→ **Required task**:
Retype all of the records below word for word, keeping every line in its original order.

(Dataset rows)
┏━━

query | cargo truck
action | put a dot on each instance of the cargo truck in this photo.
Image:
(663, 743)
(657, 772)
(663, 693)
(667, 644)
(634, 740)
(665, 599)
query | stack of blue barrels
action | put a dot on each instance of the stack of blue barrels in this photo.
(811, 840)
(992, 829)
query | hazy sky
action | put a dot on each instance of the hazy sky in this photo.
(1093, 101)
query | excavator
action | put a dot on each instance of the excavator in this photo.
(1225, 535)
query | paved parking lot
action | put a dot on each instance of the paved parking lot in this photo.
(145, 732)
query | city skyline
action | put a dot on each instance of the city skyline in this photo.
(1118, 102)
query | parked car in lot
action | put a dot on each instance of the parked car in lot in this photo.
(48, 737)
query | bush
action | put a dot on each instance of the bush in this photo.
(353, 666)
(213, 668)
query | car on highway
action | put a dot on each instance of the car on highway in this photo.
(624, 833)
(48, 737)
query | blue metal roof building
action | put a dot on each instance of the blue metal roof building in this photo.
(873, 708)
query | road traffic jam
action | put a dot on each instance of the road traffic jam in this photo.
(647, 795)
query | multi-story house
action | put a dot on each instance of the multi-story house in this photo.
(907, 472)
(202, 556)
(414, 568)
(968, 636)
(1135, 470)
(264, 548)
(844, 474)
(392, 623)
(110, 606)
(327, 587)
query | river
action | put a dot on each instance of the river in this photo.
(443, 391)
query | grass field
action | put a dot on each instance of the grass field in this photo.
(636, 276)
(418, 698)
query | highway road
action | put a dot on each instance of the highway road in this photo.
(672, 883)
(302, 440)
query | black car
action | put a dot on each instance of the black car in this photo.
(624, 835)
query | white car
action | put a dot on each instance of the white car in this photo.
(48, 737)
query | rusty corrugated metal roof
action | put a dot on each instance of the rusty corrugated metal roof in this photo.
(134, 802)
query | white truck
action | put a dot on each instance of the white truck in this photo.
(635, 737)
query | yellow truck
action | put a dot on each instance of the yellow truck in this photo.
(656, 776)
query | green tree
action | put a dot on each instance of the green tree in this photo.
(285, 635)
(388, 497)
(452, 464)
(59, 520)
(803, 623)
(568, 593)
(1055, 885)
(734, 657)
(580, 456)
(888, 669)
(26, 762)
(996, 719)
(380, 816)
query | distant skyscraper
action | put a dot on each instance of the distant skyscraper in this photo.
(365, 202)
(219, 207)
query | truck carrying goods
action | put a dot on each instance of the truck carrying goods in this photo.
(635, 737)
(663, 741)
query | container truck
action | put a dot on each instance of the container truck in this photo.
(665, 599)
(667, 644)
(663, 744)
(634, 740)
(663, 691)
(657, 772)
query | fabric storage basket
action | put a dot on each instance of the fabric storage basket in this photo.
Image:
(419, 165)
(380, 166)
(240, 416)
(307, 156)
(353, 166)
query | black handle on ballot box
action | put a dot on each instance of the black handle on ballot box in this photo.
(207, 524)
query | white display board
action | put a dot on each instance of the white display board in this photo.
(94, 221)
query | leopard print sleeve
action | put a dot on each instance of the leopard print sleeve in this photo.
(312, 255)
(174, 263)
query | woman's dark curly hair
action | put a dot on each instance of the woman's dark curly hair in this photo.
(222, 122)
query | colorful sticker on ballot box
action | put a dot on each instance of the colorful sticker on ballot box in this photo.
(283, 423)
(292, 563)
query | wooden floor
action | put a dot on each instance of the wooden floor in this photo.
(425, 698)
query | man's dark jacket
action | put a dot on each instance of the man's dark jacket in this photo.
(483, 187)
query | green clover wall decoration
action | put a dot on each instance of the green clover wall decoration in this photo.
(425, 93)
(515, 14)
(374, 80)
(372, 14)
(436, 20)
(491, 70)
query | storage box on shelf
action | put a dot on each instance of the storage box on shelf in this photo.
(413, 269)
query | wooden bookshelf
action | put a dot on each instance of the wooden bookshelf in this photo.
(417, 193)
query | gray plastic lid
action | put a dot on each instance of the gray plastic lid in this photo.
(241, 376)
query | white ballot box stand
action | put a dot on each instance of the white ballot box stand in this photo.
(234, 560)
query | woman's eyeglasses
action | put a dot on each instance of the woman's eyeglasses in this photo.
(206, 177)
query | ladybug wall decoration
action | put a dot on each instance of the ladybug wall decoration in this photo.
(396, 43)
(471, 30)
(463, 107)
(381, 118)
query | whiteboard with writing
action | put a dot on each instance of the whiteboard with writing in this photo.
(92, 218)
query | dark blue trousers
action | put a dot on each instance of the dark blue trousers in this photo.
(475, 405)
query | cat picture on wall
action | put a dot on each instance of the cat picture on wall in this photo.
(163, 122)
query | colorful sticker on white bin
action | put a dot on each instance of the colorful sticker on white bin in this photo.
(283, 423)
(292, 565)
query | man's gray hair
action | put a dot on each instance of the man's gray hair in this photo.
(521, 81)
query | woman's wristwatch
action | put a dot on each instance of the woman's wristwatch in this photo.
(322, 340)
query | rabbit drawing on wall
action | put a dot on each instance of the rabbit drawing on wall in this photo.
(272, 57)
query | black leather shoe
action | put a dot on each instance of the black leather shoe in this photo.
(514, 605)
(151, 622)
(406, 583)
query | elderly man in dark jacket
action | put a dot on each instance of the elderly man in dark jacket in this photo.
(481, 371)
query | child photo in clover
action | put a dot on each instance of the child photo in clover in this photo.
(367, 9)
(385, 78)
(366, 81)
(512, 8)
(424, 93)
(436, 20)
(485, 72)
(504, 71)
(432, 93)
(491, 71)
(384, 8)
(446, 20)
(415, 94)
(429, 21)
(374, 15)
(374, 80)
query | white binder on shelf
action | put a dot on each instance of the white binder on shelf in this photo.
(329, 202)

┗━━

→ **Answer in full**:
query | cargo truck
action | put a dot on each instance of the cargo truck in this photo.
Image:
(663, 743)
(657, 772)
(663, 693)
(667, 644)
(634, 740)
(665, 599)
query | stack of blue barrels
action | put a dot on each instance of the stack of blue barrels in this photo.
(811, 840)
(992, 829)
query | hazy sky
action | put a dot on each instance of the hazy sky in this photo.
(1093, 101)
query | excavator
action | put a dot on each instance of the excavator in this photo.
(1225, 535)
query | paved parking lot
action | put a dot on each instance of the paved parking lot in this photo.
(145, 732)
query | city skyline
action | put a dot on each instance of the city skyline in this photo.
(1118, 102)
query | parked car in lot
action | put a dot on each instance of the parked car in lot in this photo.
(48, 737)
query | bush
action | put a dot on each instance of the bush in this photo.
(353, 666)
(213, 668)
query | car on highway
action | put a dot on each instance of the car on highway in this photo.
(624, 833)
(48, 737)
query | blue metal roof building
action | put a dot on each instance of the blue metal roof building in this photo.
(873, 708)
query | road traffic jam
action | put a dot on each instance of the road traffic jam in this photo.
(647, 795)
query | multi-story house
action | put a dot on each instance of the multi-story house in this photo.
(907, 472)
(202, 556)
(414, 568)
(968, 636)
(1135, 470)
(264, 548)
(844, 474)
(392, 623)
(110, 606)
(327, 587)
query | river
action | put a dot on each instance of the river in this photo.
(443, 391)
query | grass field
action | put a dot on each instance of the grass field in this photo.
(636, 276)
(418, 698)
query | highway road
action | put a dot on each instance of the highway road in this photo.
(672, 883)
(302, 440)
query | black car
action | put a dot on each instance of the black car in this photo.
(624, 835)
query | white car
action | put a dot on each instance of the white car in this photo.
(48, 737)
query | rusty corrugated metal roof
action | put a dot on each instance of the rusty corrugated metal roof in this photo.
(134, 802)
query | white truck
action | put a dot on each instance of the white truck in this photo.
(635, 737)
query | yellow truck
action | put a dot on each instance of the yellow truck in this photo.
(656, 776)
query | green tree
action | put a dot on each instance of the green tree in this photo.
(285, 635)
(388, 497)
(452, 464)
(59, 520)
(803, 623)
(568, 593)
(1055, 885)
(734, 657)
(580, 456)
(888, 669)
(26, 762)
(996, 719)
(380, 816)
query | distant skyscraper
action | put a dot on each instance of the distant skyscraper in this photo.
(365, 202)
(219, 207)
query | truck carrying goods
action | put a dot on each instance of the truck carrying goods in this photo.
(635, 737)
(663, 741)
query | container truck
action | put a dot on each instance of the container truck in this photo.
(665, 599)
(667, 644)
(663, 744)
(634, 740)
(663, 691)
(657, 772)
query | fabric storage basket
action | put a dot on each instance of the fabric storage basket in this photo.
Image:
(419, 165)
(380, 166)
(240, 416)
(307, 156)
(353, 166)
query | black handle on ballot box
action | put a dot on each instance of the black handle on ballot box in this photo.
(207, 524)
query | white display board
action | put a dot on each instance of the white display board in this photo.
(94, 221)
query | leopard print sleeve
action | put a dot on each instance of the leopard print sleeve in this photo.
(312, 255)
(174, 263)
query | woman's dark curly hair
action | put a dot on each instance of the woman's dark curly hair in this photo.
(222, 122)
query | colorful sticker on ballot box
action | put a dot on each instance of the colorful sticker on ballot box in this photo.
(283, 423)
(292, 563)
query | wooden floor
action | put a dot on each instance of the wooden floor in this photo.
(425, 698)
query | man's dark jacket
action | put a dot on each instance of the man's dark jacket in this photo.
(483, 187)
query | green clover wall decoration
action | put a dot on each instance of the green clover wall decoration in this photo.
(425, 93)
(515, 14)
(374, 80)
(372, 14)
(436, 20)
(491, 70)
query | storage box on shelf
action | put a dot on each instance of the storage box on shelf in this photo.
(413, 269)
query | wooden bookshelf
action | put a dot on each instance of the wooden bookshelf in this photo.
(417, 193)
query | gray plastic lid
action | put a dot on each instance of the gray plastic lid in this photo.
(241, 376)
query | white ballot box stand
action | put a dot on each instance of the white ballot box stand in this photo.
(234, 560)
query | woman's eyeglasses
action | put a dot on each instance of the woman's eyeglasses in this photo.
(206, 177)
query | ladybug wall decoration
action | put a dot on each instance of the ladybug wall decoration in this photo.
(396, 43)
(471, 30)
(463, 107)
(381, 118)
query | whiteboard with writing
action | put a dot on each instance of the whiteboard with writing in this photo.
(92, 218)
query | dark blue trousers
action | put a dot on each instance of the dark blue trousers in this photo.
(475, 405)
query | cat picture on wall
action | put a dot on each instance of the cat picture on wall in this photo.
(163, 122)
query | colorful sticker on white bin
action | put a dot on each instance of the colorful sticker on white bin in this photo.
(283, 423)
(292, 565)
query | man's gray hair
action | put a dot on each instance of the man's gray hair in this photo.
(521, 81)
query | woman's wristwatch
action | put a dot on each instance of the woman's wristwatch in this photo.
(322, 340)
query | rabbit drawing on wall
action | put a dot on each instance of the rabbit drawing on wall in this photo.
(272, 57)
query | black leather shoe
action | put a dot on each instance of the black leather shoe in this photo.
(514, 605)
(151, 622)
(406, 583)
query | elderly man in dark jacket
action | put a dot on each instance of the elderly man in dark jacket in this photo.
(481, 371)
query | child photo in clover
action | put a dot on each instance of the child photo in clover in this photo.
(367, 9)
(385, 78)
(366, 81)
(512, 8)
(424, 93)
(436, 20)
(485, 72)
(504, 71)
(432, 93)
(491, 71)
(384, 8)
(446, 20)
(415, 94)
(429, 21)
(374, 15)
(374, 80)
query | white binder on shelf
action | put a dot on each instance of the white binder on shelf in this photo.
(329, 202)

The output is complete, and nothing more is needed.